But sometimes it goes wrong, as it did with Lena's mother, on whom the operation was not successful. Despite four tries, they never did cure her of love. As a result, Lena grew up first in a household full of love and games, and then, after her mother was said to have committed suicide, in her aunt's cold household, their whole family shamed by the blemish of her mother's failure.
Very slowly (sometimes a bit too slowly for the pace of the story) Lena begins to understand that the world of safety constructed around her is built on a backbone of violence and deception. She realizes it when she meets Alex, who has the scars of the cure behind his ear, but in fact grew up outside Portland as an Invalid in the Wilds. And he hasn't been cured at all, and they fall in love. And she realizes it when she sees her best friend Hana change, suddenly and dramatically, into someone who goes to secret music concerts.
Finally, it all breaks apart when (SPOILER!!) Alex shows her that her own mother was alive this whole time, kept in the endless prison of the Crypts, carving the word "love" over and over into her cell. And then Lena knows: she has to leave. All the safety of her society comes to seem like a cage, and she'll do anything to get out. Unfortunately, as she and Alex are planning their escape, things get very difficult and it's ultimately impossible to have a grand happy ending. But the ending is happy in smaller ways. Lena will survive, intact, and keep her ability to love.
++++
Output the part of the book review from "But sometimes it" up to and including "her mother's failure.", copied word for word. The rows that follow have no connection to the book review.

Data listing:
++++
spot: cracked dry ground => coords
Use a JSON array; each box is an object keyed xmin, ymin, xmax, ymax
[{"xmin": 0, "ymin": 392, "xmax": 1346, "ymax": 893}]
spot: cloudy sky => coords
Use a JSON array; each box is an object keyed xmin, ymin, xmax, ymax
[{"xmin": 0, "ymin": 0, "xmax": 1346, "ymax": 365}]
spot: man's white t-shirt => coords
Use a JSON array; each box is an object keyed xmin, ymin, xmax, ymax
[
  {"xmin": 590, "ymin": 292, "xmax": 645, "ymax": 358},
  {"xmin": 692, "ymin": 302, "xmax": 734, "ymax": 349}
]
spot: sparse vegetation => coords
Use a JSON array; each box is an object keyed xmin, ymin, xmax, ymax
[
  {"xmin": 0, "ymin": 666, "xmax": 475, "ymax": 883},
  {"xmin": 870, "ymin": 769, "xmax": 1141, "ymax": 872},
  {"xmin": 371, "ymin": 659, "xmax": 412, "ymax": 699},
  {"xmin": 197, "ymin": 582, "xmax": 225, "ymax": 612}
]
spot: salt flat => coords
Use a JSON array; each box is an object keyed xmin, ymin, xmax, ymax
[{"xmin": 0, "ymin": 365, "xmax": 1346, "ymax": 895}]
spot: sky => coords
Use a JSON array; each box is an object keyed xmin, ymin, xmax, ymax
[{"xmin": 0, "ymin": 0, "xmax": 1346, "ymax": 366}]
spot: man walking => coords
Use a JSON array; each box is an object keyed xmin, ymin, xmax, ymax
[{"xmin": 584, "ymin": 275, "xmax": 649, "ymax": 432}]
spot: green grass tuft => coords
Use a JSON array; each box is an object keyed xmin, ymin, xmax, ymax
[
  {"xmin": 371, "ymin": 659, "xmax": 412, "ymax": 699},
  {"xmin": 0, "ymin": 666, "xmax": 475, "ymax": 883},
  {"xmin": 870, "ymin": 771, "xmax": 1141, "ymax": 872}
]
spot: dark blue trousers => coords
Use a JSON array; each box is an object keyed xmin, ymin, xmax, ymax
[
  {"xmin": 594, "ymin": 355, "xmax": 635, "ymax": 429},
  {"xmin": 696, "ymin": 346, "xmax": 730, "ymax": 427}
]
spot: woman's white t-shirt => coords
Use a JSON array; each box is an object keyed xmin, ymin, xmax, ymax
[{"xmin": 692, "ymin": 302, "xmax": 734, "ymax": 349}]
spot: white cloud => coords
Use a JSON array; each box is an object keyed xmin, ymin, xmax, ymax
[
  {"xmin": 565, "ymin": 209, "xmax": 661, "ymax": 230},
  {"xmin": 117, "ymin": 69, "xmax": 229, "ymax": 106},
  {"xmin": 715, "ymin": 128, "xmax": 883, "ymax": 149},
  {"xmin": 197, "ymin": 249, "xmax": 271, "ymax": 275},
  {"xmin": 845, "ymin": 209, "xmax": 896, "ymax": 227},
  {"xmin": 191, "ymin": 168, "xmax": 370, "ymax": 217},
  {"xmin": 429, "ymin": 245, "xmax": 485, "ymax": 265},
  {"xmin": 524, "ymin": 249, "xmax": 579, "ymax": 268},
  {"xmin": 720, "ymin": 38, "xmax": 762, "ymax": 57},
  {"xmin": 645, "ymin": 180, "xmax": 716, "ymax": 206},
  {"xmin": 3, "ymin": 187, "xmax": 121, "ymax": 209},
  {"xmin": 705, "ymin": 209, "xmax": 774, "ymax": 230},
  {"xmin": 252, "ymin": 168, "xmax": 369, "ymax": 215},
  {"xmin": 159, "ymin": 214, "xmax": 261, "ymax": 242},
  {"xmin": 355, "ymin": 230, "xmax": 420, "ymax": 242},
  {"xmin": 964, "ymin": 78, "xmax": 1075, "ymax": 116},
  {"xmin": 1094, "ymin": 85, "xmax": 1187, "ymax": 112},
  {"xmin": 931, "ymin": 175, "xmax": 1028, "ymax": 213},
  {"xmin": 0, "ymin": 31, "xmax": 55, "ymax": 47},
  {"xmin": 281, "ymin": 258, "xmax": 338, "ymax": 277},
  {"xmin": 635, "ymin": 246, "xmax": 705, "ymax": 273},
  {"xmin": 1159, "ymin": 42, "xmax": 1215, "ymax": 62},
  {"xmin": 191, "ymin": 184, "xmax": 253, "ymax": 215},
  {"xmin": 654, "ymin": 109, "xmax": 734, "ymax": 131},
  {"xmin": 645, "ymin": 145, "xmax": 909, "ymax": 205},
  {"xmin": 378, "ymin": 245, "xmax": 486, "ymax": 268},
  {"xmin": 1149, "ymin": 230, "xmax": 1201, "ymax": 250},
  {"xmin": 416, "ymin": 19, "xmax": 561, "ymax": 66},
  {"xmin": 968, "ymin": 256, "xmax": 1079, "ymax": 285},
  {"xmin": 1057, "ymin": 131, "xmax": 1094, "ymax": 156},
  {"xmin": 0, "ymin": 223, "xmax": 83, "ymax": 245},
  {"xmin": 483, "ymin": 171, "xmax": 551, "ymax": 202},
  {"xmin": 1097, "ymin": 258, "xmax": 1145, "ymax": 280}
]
++++
**REPLY:**
But sometimes it goes wrong, as it did with Lena's mother, on whom the operation was not successful. Despite four tries, they never did cure her of love. As a result, Lena grew up first in a household full of love and games, and then, after her mother was said to have committed suicide, in her aunt's cold household, their whole family shamed by the blemish of her mother's failure.